• [SOURCE MATERIAL]:

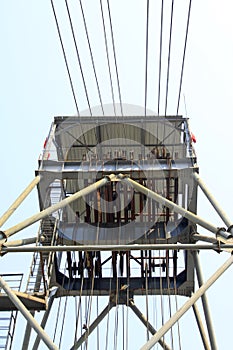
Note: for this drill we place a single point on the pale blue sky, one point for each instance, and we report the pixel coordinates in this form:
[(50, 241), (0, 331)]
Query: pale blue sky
[(34, 87)]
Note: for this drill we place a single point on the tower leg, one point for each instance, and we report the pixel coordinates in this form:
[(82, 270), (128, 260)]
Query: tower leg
[(142, 318), (201, 328), (187, 305)]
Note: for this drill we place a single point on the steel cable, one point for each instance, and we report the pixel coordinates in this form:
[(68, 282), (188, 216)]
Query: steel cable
[(91, 55), (65, 58), (160, 56)]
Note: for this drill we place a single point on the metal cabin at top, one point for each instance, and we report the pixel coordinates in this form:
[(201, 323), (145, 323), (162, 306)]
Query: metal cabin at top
[(156, 153)]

• [EXERCISE DETAILS]:
Can you quote every item above word for word, from the first note through the last answer, omitting the pictures?

• [EXERCISE RESULT]:
Note: for this drill we place a single point on the pale blue sky, one point for each instance, and we report the pixel coordinates in this form:
[(50, 241), (0, 331)]
Query: pale blue sky
[(34, 87)]
Note: for this drill we place a single point on the tower leg, one point for each instance, and we report the pixel coordinates in this form:
[(82, 270), (128, 260)]
Query: tower leg
[(142, 318), (201, 328), (187, 305)]
Note: for this drill we place a single point on the steel cable, one point for each instance, and we report the pixel coordinates in this form:
[(68, 282), (188, 216)]
Query: steel cable
[(91, 55), (65, 58), (160, 56)]
Note: for this drill we place a single point on the metal cabin at top, one point for each instance, and we report the pixel coordinates in this form:
[(201, 323), (145, 323), (162, 306)]
Query: metal cabin at top
[(156, 153)]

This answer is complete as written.